* Obiettivo dell'esercizio
Riscrivi per intero tutte le righe del materiale qui sotto, aggiungendo 58 a ciascuna coordinata delle risposte. Nella risposta ometti le immagini.

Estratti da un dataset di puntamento
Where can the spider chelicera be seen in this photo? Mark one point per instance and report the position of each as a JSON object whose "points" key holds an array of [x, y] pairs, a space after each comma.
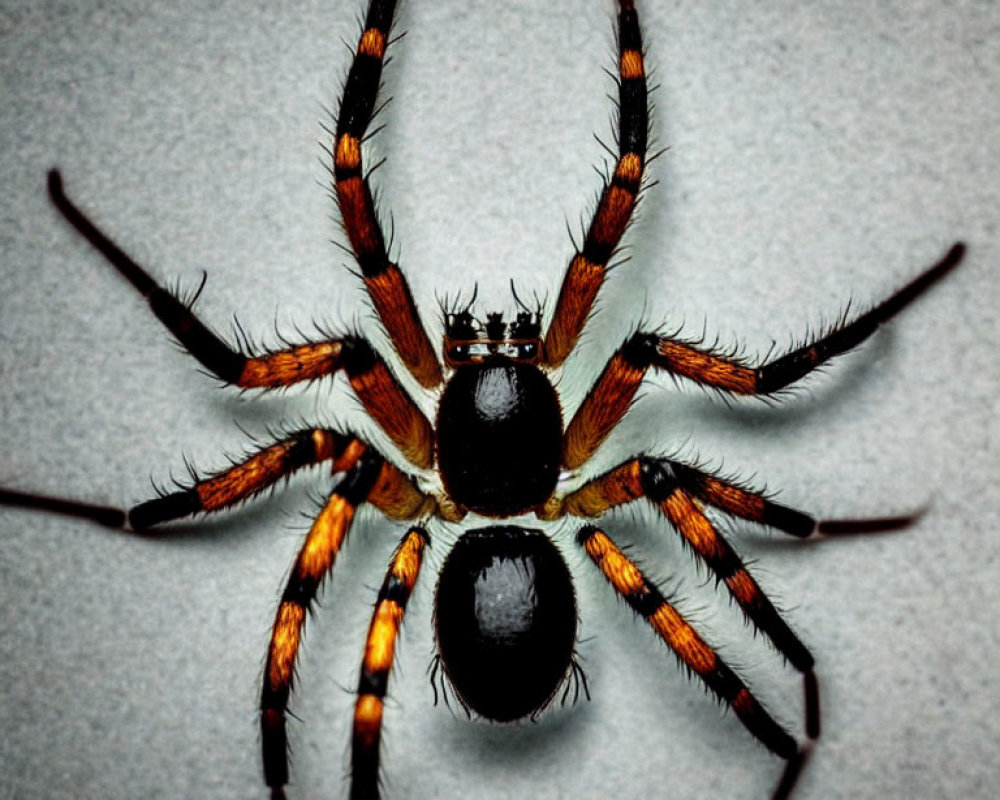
{"points": [[504, 611]]}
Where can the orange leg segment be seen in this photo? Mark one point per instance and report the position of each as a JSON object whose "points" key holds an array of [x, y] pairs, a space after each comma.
{"points": [[689, 647], [377, 663], [589, 266], [388, 289], [314, 561]]}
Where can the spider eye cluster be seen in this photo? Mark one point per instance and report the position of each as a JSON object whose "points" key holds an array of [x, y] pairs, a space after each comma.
{"points": [[469, 341]]}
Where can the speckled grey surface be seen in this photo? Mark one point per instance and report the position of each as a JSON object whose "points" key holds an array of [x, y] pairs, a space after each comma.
{"points": [[816, 154]]}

* Compito svolto
Where can the spider chelicera be seen in this photo? Mark one point per instance and report the position of each as a JSON object whose "points" key holds an array of [x, y] pairs, a space after each comma.
{"points": [[562, 669]]}
Where can the orange leg segment be seen in this photo? Mark one point per instance and report the position of each as a JSON object whose "points" key holds an array of [x, y] pairs, a space after each comma.
{"points": [[747, 705], [435, 721], [647, 324], [446, 347], [372, 619]]}
Where can the spider eye cluster be seen in this photo? Mark one point per instance and report the position of each as a JSON object whose "points" key holds an array of [x, y] pairs, a space after each comma.
{"points": [[527, 399]]}
Where can the speckled grey surface be seen in this photo? Mark one point per instance and report the position of each as a JSON object whose "points" key holds an array of [x, y] pairs, a space after each comma.
{"points": [[874, 212]]}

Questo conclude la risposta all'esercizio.